___ EXTRACT PROVIDED ___

Cranky Weekly Review Presented by San Francisco Bay Oakland International Airport: Southwest and Elliott Find Détente, Frontier and Spirit Can’t Quit Each Other

Cranky Weekly Review

Southwest and Elliott Reach Truce

Southwest Airlines months-long proxy fight with activist investor Elliott Investment Management appears to finally be coming to a close after the two parties reached an agreement Thursday.

As part of the agreement, five of Elliott’s board candidates will be appointed to Southwest’s Board, one additional candidate sourced by Southwest will join as well, and executive chairman Gary Kelly will step down sooner than originally planned — but CEO Bob Jordan will remain in his role. The five directors will give Elliott a significant voting bloc, but not a majority on the 13-person board. Kelly will now step down next month from his role as executive chairman instead of his planned retirement in 2025 so he can spend more time with his family, er, more time in the Florida Panhandle, or whatever excuse you prefer.

___ ENTRIES SHOWN ___

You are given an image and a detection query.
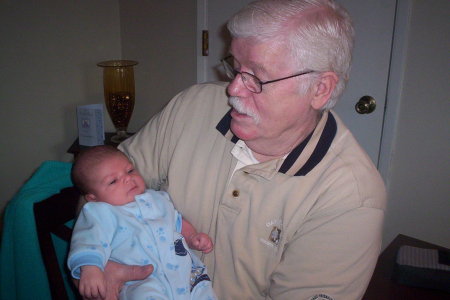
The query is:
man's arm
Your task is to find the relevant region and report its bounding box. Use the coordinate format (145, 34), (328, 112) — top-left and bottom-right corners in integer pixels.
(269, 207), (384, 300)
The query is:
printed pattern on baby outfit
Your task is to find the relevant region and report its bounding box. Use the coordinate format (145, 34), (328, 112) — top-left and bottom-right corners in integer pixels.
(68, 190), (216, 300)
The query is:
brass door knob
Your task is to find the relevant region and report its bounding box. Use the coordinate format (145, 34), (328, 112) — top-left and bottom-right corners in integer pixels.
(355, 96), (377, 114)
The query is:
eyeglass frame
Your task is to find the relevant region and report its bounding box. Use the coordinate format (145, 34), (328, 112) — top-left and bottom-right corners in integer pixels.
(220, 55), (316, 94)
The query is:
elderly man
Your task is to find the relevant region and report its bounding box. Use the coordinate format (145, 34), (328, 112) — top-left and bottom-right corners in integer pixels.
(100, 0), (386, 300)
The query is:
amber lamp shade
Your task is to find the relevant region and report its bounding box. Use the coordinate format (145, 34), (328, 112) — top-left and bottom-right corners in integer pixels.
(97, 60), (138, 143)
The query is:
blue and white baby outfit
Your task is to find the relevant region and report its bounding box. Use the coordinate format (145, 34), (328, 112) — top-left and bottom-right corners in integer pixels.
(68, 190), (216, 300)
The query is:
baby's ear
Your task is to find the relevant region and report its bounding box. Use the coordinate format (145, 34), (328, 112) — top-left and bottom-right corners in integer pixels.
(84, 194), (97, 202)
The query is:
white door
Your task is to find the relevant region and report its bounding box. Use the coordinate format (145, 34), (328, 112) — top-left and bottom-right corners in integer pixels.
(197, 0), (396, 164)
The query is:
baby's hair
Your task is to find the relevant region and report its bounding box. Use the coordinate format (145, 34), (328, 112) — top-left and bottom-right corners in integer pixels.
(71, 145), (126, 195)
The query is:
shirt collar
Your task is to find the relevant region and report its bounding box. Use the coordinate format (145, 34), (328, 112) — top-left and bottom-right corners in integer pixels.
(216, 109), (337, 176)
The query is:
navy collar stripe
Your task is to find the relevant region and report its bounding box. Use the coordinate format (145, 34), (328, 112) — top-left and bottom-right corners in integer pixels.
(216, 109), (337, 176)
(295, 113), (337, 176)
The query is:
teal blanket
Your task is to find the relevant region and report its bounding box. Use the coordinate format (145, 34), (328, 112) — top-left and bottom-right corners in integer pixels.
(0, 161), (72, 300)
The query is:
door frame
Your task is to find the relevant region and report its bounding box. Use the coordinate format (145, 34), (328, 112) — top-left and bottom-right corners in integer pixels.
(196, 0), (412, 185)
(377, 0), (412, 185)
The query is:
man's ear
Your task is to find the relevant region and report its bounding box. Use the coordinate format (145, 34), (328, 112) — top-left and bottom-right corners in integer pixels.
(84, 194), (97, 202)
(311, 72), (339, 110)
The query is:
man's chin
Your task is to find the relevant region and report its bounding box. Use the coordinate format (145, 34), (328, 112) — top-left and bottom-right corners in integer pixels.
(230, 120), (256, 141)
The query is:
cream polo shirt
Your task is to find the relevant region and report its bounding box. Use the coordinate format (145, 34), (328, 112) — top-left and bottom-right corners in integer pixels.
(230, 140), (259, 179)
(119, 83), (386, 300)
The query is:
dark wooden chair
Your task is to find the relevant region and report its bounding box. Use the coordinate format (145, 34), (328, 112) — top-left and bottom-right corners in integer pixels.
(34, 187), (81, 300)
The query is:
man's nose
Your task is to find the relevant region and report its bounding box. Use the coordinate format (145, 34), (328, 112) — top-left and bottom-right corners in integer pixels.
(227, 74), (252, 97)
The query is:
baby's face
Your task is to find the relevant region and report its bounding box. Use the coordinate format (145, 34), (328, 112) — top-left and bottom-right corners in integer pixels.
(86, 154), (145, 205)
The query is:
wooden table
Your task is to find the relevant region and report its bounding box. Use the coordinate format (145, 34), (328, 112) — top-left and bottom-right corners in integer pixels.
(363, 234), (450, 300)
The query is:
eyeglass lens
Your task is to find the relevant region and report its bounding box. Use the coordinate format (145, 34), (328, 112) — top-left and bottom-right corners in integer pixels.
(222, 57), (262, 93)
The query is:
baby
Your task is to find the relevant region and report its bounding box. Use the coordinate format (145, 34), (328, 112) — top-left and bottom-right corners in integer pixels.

___

TO BE DONE:
(1) In the airline news piece, how many of Elliott's board candidates will be appointed to Southwest's Board?
(2) Carry the airline news piece on Southwest and Elliott forward from its last sentence.
The records have no connection to the airline news piece.

IN RESPONSE:
(1) Five.

(2)
What’s not yet known at this point is what will happen to Elliott’s podcast pushing its board nominees.  With Thanksgiving and the holidays right around the corner, there’s a cautious optimism Elliott will use the pod to push creative and safe turkey preparation options for families this holiday season but no one from Elliott was willing to commit at this point.

If At First You Don’t Succeed…Frontier and Spirit Run it Back

It’s been rough goings for Spirit recently, and with the carrier floating the idea of entering bankruptcy proceedings, rumors that it has re-entered merger discussions with Frontier emerged earlier this week.

As a reminder, we’ve been down this road before. Frontier and Spirit tried this previously before JetBlue stormed in and outbid Frontier for Spirit, a deal that made sense to basically no one who’s name didn’t rhyme with “Shrobin Shayes”, and was eventually killed off by the courts early this year after a challenge by the Department of Justice.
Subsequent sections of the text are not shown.